> _Text under study_:
══════════

In many known systems, a central server is connected to many different imaging apparatuses, for example many different CT or MR scanners, via a network. Each imaging apparatus sends the results of measurements that it performs to the central server, where they are logged and stored, usually in a picture archiving and communication (PACS) system. The results are usually in the form of image datasets comprising one or a sequence of images. Images may be viewed and processed by an operator at the imaging apparatus.
If correlation of images or other results obtained from different imaging apparatus or at different times is required, then the processing of the images or other results to obtain such correlation is usually performed at the central server. The position of anatomical features will almost always be different in image datasets obtained at different times or using different apparatus. In known systems, if two image datasets stored at the server are to be correlated, the server usually performs a rigid or non-rigid registration process in accordance with well-known techniques. For example, it is common diagnostic practice to identify one image dataset as a reference, and to register other image datasets to that reference, or to register different image datasets in a pairwise fashion.
It is also known to register image datasets from many different patients to an atlas to enable a comparison with a common reference, for example for the purposes of medical research.
More recently, it has been suggested that a distributed server architecture can be used to process data from a plurality of imaging apparatus, in which a separate server is associated with each imaging apparatus. For example one server is attached to a CT scanner, another server is attached to an MR scanner, a further server is attached to a further CT scanner. The individual servers are connected to each other and to at least one client via a network. Although the servers are interconnected, each server is configured to store and process the medical image data generated by its associated imaging apparatus. For example, the server attached to a CT scanner processes and stores the CT data, the server attached to a second CT scanner processes and stores the data from that second CT scanner and the server attached to an MR scanner processes and stores the MR data.

══════════

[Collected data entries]

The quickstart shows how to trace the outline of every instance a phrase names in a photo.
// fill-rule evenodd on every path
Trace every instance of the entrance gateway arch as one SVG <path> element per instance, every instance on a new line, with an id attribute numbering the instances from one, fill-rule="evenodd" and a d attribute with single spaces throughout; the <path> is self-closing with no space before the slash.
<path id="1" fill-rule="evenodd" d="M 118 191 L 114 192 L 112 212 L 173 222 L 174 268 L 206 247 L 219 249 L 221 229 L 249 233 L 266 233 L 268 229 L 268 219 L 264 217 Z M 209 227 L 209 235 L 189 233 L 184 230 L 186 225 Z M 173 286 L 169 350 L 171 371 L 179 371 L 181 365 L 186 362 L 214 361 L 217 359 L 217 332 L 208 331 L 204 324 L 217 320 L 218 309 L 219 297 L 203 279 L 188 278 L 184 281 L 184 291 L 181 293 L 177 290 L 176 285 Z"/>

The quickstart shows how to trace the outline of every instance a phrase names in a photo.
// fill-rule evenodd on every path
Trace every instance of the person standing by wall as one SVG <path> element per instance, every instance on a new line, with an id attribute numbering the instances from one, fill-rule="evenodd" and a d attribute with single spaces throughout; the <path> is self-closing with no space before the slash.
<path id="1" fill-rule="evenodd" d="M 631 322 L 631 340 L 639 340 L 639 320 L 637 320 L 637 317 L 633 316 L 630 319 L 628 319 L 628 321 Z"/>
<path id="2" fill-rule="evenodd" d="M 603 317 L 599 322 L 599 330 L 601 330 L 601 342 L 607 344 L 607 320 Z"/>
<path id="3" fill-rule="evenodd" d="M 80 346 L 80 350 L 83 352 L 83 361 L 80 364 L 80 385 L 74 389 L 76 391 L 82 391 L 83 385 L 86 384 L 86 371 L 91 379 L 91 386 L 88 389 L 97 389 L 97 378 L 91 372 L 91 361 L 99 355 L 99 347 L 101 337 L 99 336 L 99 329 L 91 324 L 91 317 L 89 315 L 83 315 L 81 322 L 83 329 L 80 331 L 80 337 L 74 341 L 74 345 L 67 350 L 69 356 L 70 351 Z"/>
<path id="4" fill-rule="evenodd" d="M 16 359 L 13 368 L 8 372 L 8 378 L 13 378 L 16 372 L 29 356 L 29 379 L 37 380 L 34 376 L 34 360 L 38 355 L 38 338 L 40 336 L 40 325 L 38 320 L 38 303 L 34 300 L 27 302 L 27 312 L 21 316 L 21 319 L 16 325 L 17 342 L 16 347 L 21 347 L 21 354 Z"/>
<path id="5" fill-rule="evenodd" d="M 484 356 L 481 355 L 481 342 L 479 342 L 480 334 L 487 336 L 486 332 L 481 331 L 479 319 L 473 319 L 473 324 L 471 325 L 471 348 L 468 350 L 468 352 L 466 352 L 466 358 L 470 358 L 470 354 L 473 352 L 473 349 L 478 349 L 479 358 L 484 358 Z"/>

══════════

> _Things to do_:
**a)** Rewrite the passage on medical imaging servers from "In many known" to "the imaging apparatus.", replacing "central server" with "main server".
**b)** According to the passage on medical imaging servers, where are the results sent to the central server usually stored?
**c)** Resume the passage on medical imaging servers, picking up after its final sentence.
None of the entries matter for this work.

> _Answers per task_:
**a)**
In many known systems, a main server is connected to many different imaging apparatuses, for example many different CT or MR scanners, via a network. Each imaging apparatus sends the results of measurements that it performs to the main server, where they are logged and stored, usually in a picture archiving and communication (PACS) system. The results are usually in the form of image datasets comprising one or a sequence of images. Images may be viewed and processed by an operator at the imaging apparatus.

**b)** In a picture archiving and communication (PACS) system.

**c)**
In such a distributed server system, a processing application running on a first server associated with a first CT scanner can access the data from that CT scanner directly but can only access data from a second CT scanner, or from an MR scanner, by requesting a time-consuming data transfer via the network. In order to correlate the location of features across N datasets a naïve implementation may require up to O(N2) comparisons of datasets, where each comparison generates a registration between the two datasets. A more advanced implementation, where one data set is designated as reference, may still require up to O(N) comparisons where each of the other datasets is registered with the reference. An implementation of a registration and correlation process of N datasets using the distributed system described in the previous paragraph may result in up to O(N2) transmissions of CT or MR datasets through the network, as each application attempts to access the data that it needs for a direct comparison. Even if it were practical to designate one dataset as reference, it would still be necessary to transmit up to O(N) datasets to one server to perform the registrations. The transmission and processing of such large quantities of data is both time-consuming and inefficient.